What the task requires: Could you set down exactly the lines of the data below, starting at the one that holds "Target: sky" and ending at the one that holds "Target: gazebo roof", both included, and only those?

Data in this exercise:
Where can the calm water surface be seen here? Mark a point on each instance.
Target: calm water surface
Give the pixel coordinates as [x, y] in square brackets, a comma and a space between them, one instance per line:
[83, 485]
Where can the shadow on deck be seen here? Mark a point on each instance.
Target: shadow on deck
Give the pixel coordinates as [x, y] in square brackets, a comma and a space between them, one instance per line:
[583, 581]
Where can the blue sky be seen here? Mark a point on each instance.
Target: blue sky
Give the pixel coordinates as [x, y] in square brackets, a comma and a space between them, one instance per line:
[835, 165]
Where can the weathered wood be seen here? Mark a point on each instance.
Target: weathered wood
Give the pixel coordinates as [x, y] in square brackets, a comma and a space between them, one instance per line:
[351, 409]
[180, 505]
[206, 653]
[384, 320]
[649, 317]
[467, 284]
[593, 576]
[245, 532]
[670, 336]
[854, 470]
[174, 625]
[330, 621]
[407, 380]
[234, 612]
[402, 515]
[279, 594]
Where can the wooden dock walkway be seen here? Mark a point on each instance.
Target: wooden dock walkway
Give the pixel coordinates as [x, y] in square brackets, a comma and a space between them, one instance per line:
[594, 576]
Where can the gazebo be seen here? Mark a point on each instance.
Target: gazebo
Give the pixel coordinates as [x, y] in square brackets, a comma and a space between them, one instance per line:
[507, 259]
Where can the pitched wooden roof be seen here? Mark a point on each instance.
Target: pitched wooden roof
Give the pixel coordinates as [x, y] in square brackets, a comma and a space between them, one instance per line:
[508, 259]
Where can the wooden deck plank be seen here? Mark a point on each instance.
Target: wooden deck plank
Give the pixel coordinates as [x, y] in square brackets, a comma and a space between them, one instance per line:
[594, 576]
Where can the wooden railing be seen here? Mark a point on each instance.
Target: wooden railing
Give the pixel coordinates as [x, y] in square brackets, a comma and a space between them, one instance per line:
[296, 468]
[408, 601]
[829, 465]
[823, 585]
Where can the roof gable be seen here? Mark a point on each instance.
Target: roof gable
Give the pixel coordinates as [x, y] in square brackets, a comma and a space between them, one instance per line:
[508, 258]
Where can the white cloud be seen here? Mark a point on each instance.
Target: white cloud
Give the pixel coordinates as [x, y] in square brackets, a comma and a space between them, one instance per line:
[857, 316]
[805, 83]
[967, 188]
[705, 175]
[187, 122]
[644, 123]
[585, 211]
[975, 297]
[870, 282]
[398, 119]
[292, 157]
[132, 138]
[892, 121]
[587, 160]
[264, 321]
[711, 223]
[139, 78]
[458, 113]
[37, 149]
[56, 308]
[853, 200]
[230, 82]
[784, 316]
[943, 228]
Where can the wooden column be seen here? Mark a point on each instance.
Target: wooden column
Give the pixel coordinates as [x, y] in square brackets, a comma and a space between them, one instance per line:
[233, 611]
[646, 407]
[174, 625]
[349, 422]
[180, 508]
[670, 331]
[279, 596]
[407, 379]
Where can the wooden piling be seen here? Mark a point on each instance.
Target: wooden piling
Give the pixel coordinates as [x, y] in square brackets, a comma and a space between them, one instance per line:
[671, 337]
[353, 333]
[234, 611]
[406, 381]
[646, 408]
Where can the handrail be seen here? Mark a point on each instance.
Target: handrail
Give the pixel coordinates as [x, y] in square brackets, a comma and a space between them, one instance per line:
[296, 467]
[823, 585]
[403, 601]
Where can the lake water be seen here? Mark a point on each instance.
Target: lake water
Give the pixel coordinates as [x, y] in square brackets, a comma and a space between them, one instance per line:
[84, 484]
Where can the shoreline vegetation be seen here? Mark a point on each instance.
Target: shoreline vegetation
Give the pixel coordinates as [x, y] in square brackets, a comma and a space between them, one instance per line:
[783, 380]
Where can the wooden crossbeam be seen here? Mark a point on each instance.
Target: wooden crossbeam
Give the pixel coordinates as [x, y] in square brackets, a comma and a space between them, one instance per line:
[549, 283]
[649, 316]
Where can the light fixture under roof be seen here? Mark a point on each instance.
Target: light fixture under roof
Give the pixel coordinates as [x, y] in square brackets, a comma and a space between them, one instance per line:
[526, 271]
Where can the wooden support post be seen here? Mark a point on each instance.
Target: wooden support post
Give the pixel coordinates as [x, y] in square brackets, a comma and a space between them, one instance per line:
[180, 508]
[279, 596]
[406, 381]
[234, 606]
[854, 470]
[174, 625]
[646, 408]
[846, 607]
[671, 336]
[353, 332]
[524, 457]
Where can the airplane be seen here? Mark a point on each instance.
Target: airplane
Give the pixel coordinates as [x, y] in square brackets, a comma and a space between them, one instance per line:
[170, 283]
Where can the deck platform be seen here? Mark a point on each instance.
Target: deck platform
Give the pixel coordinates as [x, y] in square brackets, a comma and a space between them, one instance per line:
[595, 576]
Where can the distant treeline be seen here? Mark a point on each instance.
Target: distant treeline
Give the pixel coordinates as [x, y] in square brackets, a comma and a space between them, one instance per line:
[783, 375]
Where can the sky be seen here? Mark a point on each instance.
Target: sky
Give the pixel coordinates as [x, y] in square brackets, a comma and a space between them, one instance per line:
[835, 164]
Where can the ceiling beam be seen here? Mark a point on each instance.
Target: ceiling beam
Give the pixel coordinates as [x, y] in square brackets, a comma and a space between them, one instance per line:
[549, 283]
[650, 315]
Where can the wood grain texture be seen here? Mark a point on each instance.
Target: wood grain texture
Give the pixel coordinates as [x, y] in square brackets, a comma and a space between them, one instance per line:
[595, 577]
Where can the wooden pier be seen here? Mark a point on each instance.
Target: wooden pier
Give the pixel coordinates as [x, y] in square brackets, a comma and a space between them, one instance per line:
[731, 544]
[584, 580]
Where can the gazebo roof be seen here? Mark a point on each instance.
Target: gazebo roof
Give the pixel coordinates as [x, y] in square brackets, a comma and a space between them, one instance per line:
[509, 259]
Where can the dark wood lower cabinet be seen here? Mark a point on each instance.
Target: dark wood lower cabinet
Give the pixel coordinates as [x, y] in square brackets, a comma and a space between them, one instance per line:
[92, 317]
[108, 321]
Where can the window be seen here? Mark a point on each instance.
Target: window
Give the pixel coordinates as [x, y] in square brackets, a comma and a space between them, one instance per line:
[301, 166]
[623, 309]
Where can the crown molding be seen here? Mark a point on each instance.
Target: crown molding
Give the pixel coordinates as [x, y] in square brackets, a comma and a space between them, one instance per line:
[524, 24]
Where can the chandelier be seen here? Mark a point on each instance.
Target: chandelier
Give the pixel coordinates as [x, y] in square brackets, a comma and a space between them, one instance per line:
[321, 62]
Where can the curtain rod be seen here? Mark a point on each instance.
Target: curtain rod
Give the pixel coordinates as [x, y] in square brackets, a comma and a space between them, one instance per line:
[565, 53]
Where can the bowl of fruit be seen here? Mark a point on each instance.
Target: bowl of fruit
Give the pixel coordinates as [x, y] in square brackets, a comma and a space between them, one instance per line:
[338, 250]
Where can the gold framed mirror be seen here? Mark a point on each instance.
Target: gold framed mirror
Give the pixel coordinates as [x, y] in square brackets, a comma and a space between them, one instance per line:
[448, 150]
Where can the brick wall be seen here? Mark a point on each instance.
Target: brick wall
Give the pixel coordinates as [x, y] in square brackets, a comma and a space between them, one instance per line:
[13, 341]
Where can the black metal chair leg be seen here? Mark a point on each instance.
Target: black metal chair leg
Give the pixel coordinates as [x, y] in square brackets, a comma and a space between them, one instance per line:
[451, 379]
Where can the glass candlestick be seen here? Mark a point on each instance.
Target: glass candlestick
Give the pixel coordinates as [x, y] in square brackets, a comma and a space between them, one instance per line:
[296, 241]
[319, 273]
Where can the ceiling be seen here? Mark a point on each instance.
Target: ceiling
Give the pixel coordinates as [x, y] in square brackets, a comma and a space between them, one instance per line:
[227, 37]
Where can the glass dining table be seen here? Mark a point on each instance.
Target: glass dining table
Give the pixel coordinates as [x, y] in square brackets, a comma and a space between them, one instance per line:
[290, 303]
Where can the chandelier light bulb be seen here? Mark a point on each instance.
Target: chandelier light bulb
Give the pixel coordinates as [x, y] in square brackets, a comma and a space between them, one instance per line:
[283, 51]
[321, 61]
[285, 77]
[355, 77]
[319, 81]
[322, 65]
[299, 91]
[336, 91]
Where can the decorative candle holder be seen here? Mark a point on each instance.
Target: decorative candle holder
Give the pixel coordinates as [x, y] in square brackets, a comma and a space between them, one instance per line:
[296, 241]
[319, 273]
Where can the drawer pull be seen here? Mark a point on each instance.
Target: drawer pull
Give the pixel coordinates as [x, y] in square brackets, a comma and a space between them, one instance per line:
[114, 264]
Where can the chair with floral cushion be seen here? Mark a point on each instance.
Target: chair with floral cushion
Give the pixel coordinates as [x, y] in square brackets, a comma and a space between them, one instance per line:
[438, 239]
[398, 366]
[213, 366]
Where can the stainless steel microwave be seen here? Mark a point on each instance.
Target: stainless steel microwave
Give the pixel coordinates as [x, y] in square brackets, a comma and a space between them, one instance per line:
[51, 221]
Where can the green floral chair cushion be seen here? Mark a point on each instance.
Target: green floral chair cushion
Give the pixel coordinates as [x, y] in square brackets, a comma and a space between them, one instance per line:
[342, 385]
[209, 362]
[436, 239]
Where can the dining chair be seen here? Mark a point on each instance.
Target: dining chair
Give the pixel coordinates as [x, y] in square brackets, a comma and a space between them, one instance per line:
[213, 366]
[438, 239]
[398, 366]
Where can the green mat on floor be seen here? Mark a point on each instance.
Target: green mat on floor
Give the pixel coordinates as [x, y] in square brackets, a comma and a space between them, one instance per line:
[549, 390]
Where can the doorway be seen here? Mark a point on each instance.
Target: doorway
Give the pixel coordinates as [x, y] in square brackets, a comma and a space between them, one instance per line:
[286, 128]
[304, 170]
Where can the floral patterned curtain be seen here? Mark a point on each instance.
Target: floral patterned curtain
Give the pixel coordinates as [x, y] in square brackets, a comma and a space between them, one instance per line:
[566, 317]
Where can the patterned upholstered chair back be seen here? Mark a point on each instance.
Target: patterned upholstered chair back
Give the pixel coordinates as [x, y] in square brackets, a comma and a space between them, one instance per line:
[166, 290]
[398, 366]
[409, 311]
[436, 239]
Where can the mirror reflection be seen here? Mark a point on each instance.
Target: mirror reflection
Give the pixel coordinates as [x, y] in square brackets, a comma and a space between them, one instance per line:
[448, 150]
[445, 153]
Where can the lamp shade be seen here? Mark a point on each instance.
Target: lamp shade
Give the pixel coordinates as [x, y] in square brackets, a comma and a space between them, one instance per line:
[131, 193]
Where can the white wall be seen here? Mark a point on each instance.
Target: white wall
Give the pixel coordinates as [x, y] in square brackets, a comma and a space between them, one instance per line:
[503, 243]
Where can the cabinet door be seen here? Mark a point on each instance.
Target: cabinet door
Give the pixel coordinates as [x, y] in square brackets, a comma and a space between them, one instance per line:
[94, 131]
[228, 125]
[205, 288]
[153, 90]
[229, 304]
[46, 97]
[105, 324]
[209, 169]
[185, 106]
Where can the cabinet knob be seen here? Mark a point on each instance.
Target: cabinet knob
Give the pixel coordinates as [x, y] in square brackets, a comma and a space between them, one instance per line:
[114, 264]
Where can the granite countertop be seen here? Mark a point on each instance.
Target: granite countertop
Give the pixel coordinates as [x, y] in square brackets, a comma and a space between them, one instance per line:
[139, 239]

Result:
Target: sky
Give the pixel coordinates as [x, y] in square brackets, a comma and a space between them, one instance per line:
[835, 164]
Where can the ceiling beam be seen here? Mark a point on each instance.
Target: ceiling beam
Give the pixel coordinates as [x, y] in square brackets, a comma and a space between them, one instance per line:
[549, 283]
[650, 315]
Where can the wood grain texture be seen here? Mark a point on each instance.
Target: wood grain texture
Give the pixel coordinates as [x, y] in square brackets, a comma and a space between them, one instance per line:
[595, 577]
Where can the wooden pier be seen here? Mark a point on each instance.
Target: wooden pier
Give the pixel coordinates as [x, y] in square brackets, a comma and a space between them, one instance per line:
[731, 544]
[584, 580]
Where can the gazebo roof be seen here? Mark a point on each instance.
Target: gazebo roof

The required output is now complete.